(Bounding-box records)

** Start **

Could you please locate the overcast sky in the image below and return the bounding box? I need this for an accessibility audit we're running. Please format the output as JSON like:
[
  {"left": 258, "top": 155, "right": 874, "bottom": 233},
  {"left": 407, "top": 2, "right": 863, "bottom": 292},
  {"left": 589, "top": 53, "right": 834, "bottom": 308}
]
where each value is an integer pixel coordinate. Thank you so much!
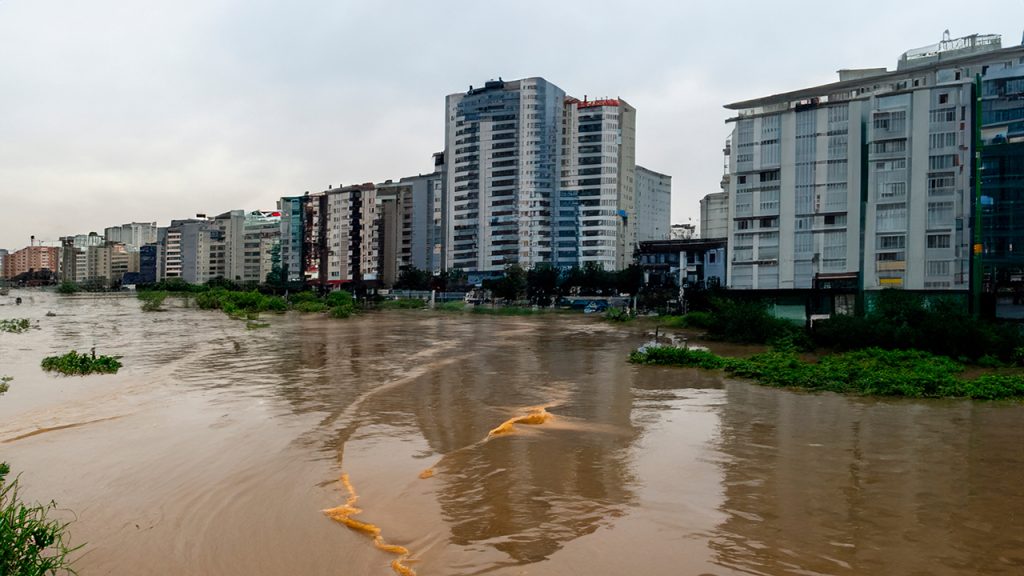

** End **

### PROBLEM DETAILS:
Identify each line in the data above that contains the string "right", and copy those lines. Case counts.

### REPLY:
  {"left": 258, "top": 155, "right": 874, "bottom": 233},
  {"left": 407, "top": 2, "right": 863, "bottom": 292},
  {"left": 589, "top": 53, "right": 834, "bottom": 308}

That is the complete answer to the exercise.